::: Righe di dati :::

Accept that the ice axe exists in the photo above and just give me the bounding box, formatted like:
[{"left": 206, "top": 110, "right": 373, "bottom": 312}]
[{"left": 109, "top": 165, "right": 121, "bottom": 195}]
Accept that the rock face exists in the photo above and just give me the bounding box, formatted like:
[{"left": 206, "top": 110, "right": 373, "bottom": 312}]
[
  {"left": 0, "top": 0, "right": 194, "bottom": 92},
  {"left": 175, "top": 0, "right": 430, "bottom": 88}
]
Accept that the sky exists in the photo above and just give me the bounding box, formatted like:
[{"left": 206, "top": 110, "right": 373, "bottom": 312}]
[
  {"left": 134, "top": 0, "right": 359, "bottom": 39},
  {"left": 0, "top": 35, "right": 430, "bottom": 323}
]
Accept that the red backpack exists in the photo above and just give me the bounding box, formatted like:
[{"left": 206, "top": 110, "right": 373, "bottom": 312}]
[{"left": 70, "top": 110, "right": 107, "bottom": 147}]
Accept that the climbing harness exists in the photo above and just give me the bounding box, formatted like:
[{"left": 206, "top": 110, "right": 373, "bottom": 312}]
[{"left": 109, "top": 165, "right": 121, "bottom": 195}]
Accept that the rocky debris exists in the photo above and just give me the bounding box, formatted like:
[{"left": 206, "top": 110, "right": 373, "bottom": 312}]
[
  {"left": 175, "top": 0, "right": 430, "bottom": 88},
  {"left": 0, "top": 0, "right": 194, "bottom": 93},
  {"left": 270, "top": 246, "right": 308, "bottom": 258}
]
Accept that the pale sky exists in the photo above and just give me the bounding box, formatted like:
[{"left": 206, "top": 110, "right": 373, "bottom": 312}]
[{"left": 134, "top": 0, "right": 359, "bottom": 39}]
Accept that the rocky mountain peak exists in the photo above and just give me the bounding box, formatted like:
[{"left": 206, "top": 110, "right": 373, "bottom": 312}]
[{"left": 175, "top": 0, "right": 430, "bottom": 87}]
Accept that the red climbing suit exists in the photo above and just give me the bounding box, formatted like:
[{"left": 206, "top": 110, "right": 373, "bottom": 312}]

:::

Istruzioni del compito
Riporta tutte le voci rinominando "bounding box" in "rectangle" ovunque compaia, senza cambiare nient'altro.

Esercizio svolto
Accept that the ice axe exists in the photo above and just give me the rectangle, formatted like:
[{"left": 206, "top": 110, "right": 373, "bottom": 312}]
[{"left": 109, "top": 165, "right": 121, "bottom": 195}]
Accept that the rock face exists in the photo above and just give me the rectangle, formatted like:
[{"left": 206, "top": 110, "right": 373, "bottom": 312}]
[
  {"left": 0, "top": 0, "right": 194, "bottom": 92},
  {"left": 175, "top": 0, "right": 430, "bottom": 88}
]
Accept that the sky exists in the photo above and just give me the rectangle, formatted like:
[{"left": 206, "top": 110, "right": 373, "bottom": 312}]
[
  {"left": 134, "top": 0, "right": 359, "bottom": 39},
  {"left": 0, "top": 35, "right": 430, "bottom": 323}
]
Accept that the red backpack exists in the photo above and just give me the rectangle, formatted like:
[{"left": 206, "top": 110, "right": 373, "bottom": 312}]
[{"left": 70, "top": 110, "right": 107, "bottom": 147}]
Accept that the climbing harness exists in the photo above and just give me the rectangle, formatted like:
[{"left": 206, "top": 110, "right": 373, "bottom": 312}]
[{"left": 109, "top": 165, "right": 121, "bottom": 195}]
Accept that the rocky debris exists in the photo above and just give me the rectangle, formatted like:
[{"left": 206, "top": 110, "right": 373, "bottom": 312}]
[
  {"left": 175, "top": 0, "right": 430, "bottom": 88},
  {"left": 0, "top": 0, "right": 194, "bottom": 93},
  {"left": 270, "top": 246, "right": 308, "bottom": 258}
]
Accept that the pale sky exists in the photo above and just give me the rectangle, formatted like:
[{"left": 206, "top": 110, "right": 373, "bottom": 312}]
[{"left": 134, "top": 0, "right": 359, "bottom": 39}]
Accept that the rocky mountain peak exists in the photo above and just give me the rectangle, formatted like:
[{"left": 206, "top": 110, "right": 373, "bottom": 312}]
[{"left": 175, "top": 0, "right": 430, "bottom": 87}]
Accept that the red climbing suit exists in the photo above and just give me the rectangle, formatted like:
[{"left": 206, "top": 110, "right": 373, "bottom": 312}]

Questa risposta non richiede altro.